[Extracted data entries]
+-------+
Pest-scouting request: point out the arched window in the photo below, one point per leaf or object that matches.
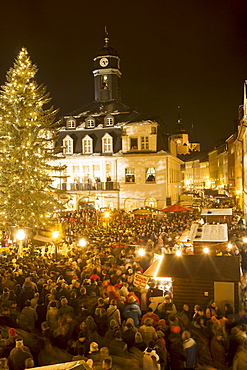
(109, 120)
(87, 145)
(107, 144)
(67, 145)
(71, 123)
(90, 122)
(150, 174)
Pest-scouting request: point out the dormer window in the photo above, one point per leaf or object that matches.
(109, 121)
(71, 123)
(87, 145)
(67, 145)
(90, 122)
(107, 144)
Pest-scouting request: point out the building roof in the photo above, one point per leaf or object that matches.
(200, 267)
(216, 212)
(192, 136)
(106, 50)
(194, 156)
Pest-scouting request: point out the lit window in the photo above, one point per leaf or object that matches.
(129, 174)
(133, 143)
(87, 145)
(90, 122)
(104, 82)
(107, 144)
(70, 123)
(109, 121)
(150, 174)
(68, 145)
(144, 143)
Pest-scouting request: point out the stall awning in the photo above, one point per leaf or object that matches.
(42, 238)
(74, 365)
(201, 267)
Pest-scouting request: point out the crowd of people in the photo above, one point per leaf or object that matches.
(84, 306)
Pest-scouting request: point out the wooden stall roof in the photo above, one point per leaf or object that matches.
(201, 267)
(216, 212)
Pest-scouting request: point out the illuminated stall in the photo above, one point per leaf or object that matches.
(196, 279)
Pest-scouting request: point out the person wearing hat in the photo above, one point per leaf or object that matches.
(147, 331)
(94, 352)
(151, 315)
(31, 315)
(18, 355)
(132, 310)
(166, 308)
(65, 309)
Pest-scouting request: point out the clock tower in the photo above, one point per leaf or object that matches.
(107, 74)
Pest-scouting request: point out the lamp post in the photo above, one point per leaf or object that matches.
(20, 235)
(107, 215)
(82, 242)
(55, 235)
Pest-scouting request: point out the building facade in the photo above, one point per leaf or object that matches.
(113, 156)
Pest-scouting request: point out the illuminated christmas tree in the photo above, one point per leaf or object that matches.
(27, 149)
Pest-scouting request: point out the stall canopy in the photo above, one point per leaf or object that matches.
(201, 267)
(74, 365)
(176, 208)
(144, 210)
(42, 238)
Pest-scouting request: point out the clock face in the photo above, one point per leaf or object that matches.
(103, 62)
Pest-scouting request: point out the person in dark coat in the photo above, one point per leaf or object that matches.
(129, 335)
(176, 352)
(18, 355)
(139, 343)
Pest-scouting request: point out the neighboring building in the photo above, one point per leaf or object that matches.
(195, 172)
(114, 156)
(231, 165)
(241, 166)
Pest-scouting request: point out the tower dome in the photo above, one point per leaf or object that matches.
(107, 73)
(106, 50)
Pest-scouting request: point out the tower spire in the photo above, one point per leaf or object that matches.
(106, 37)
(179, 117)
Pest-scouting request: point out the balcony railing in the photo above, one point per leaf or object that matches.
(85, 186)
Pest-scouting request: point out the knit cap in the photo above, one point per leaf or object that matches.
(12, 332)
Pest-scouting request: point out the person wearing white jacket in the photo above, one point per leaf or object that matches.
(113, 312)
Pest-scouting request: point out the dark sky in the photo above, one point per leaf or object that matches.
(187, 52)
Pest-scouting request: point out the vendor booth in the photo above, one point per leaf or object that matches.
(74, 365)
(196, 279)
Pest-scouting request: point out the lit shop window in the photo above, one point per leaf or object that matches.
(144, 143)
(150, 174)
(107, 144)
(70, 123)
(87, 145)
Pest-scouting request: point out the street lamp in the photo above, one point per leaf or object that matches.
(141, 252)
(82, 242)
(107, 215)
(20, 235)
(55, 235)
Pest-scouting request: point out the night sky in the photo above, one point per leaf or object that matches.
+-------+
## Exercise instructions:
Arrange all the records above as a numbered list, one line per item, skipping any blank lines and omitting the pictures.

## Problem solution:
1. Pest-scouting request: point out the arched window in the photo below, one point per leaf or object that matches.
2. (109, 120)
3. (87, 145)
4. (107, 144)
5. (67, 145)
6. (71, 123)
7. (90, 122)
8. (150, 174)
9. Pest-scouting request: point out the dormer window in the photo above, one point per leaf or object that matches.
10. (109, 121)
11. (71, 123)
12. (87, 145)
13. (67, 145)
14. (90, 122)
15. (107, 144)
16. Pest-scouting request: point out the building roof in the photo above, one point per leaf or object that matches.
17. (200, 267)
18. (216, 212)
19. (192, 136)
20. (106, 50)
21. (194, 156)
22. Pest-scouting request: point out the lit window in the photo above, one point per leaf or object that matches.
23. (129, 174)
24. (133, 143)
25. (87, 145)
26. (90, 122)
27. (104, 82)
28. (107, 144)
29. (70, 123)
30. (109, 121)
31. (150, 174)
32. (68, 145)
33. (144, 143)
34. Pest-scouting request: point out the stall awning in the photo above, one point per leaf or object that matches.
35. (42, 238)
36. (74, 365)
37. (201, 267)
38. Pest-scouting request: point out the crowd of people in the photo above, one point per leaf or object that matches.
39. (84, 306)
40. Pest-scouting request: point out the wooden stall roof in the photo above, one point per leaf or object that matches.
41. (201, 267)
42. (216, 212)
43. Pest-scouting request: point out the illuminated stall in the photo above, one point per leaf or object that matches.
44. (196, 279)
45. Pest-scouting request: point out the person wearing hat in the photo above, one point per leaf or object that matches.
46. (147, 331)
47. (94, 352)
48. (151, 315)
49. (31, 315)
50. (18, 355)
51. (132, 310)
52. (166, 308)
53. (65, 309)
54. Pest-scouting request: point out the clock tower in the photo above, one point per leaf or object that matches.
55. (107, 74)
56. Pest-scouting request: point out the lamp post in the photo above, one point per leaf or object that matches.
57. (20, 235)
58. (107, 215)
59. (82, 242)
60. (55, 235)
61. Pest-scouting request: point out the building facade in the photo above, one point per leaf or object that matches.
62. (113, 156)
63. Pest-scouting request: point out the illuminated christmas tree in the photo above, one point per leaf or object that matches.
64. (27, 149)
65. Pest-scouting request: point out the stall canopy in the photo above, one point per leaf or object that matches.
66. (201, 267)
67. (74, 365)
68. (176, 208)
69. (144, 210)
70. (42, 238)
71. Pest-scouting request: point out the clock face in the photo above, one point per leaf or object that matches.
72. (103, 62)
73. Pest-scouting request: point out the person in dark coat in the photo above, one point per leaf or object that matches.
74. (129, 335)
75. (176, 352)
76. (18, 355)
77. (139, 343)
78. Pest-scouting request: point out the neighboring building in the photo above, one point per leaf or object that matches.
79. (195, 172)
80. (114, 156)
81. (231, 165)
82. (241, 166)
83. Pest-scouting request: point out the tower dome in the photo above, one point per leaf or object that matches.
84. (107, 73)
85. (106, 50)
86. Pest-scouting request: point out the tower spire in the photo above, one point per leaf or object that matches.
87. (106, 37)
88. (179, 117)
89. Pest-scouting request: point out the balcony railing in the photo above, one point per leaf or object that matches.
90. (85, 186)
91. Pest-scouting request: point out the knit cap in the photo above, one point per leaf or object that matches.
92. (12, 332)
93. Pest-scouting request: point out the person wearing white jacket in the photo above, one point per leaf or object that matches.
94. (113, 312)
95. Pest-scouting request: point out the dark sky in the photo above, one point per leaf or object that matches.
96. (187, 52)
97. Pest-scouting request: point out the vendor booth in the photo above, one point per leaf or object that matches.
98. (74, 365)
99. (196, 279)
100. Pest-scouting request: point out the lit shop window in the photo above, one point per leaf or object that matches.
101. (144, 143)
102. (150, 174)
103. (107, 144)
104. (70, 123)
105. (87, 145)
106. Pest-scouting request: point out the street lamp in the photo above, one point per leaf or object that matches.
107. (141, 252)
108. (82, 242)
109. (107, 215)
110. (20, 235)
111. (55, 235)
112. Pest-scouting request: point out the night sky in the photo above, one point per leaf or object that matches.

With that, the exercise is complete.